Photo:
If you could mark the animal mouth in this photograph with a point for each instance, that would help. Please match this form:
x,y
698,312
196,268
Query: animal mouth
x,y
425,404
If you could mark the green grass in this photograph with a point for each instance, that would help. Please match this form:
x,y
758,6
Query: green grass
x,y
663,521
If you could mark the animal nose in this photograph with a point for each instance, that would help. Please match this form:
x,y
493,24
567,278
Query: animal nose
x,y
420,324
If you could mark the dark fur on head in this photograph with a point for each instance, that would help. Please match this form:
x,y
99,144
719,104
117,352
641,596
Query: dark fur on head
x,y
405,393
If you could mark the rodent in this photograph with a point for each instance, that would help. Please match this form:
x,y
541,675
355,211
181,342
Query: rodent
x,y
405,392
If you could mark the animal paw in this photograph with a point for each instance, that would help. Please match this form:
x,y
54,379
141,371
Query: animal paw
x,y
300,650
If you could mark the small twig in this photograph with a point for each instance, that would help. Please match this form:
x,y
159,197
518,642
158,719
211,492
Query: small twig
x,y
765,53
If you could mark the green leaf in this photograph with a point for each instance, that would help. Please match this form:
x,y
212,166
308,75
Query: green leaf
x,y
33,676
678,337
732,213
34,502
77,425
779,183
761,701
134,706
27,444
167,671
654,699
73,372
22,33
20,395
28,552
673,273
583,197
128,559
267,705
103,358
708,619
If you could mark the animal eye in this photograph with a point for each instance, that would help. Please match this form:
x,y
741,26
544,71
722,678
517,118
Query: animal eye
★ ★ ★ ★ ★ ★ ★
Every entry should be printed again exactly as written.

Reply to the exercise -
Photo:
If you could mark the animal mouth in this photograph with a point for each instance, that would help. Please match this form:
x,y
698,312
196,268
Query: animal mouth
x,y
425,404
If you could mark the green grass in this photograph with a point for each instance, that would help. Please match this form:
x,y
758,6
Query: green grass
x,y
663,521
If you could mark the animal nose in this photograph with a point for each instance, that would help. Please match this form:
x,y
493,24
567,278
Query: animal nose
x,y
420,324
If you could mark the dark fur on head in this photograph with a point for each instance, that would help. Please match this form:
x,y
99,144
719,104
117,352
641,596
Query: dark fur on head
x,y
405,393
If you could mark the rodent in this photograph with a point for each instance, that would help. Please match this form:
x,y
541,675
355,211
181,342
Query: rodent
x,y
405,392
If you could mark the animal paw in this photograph with a point for each instance, that would help. Please match this form:
x,y
54,379
141,371
Query: animal paw
x,y
300,650
If you could mark the small twig in this photograph with a point for each instance, that would help. Please match this form:
x,y
159,197
518,642
158,719
211,492
Query: small twig
x,y
765,53
If you could mark the green leaf in this photograph with a point for each instance, that would help. Please match this form:
x,y
212,166
308,75
Query: green leaf
x,y
33,676
678,337
732,213
34,502
77,425
779,183
761,701
134,706
27,444
167,671
654,699
73,372
22,33
20,395
28,552
673,273
583,197
128,559
267,705
103,358
708,619
If you could mark the animal eye in this photograph with a point for each instance, that would help. Please match this form:
x,y
741,26
544,71
722,678
517,118
Query: animal eye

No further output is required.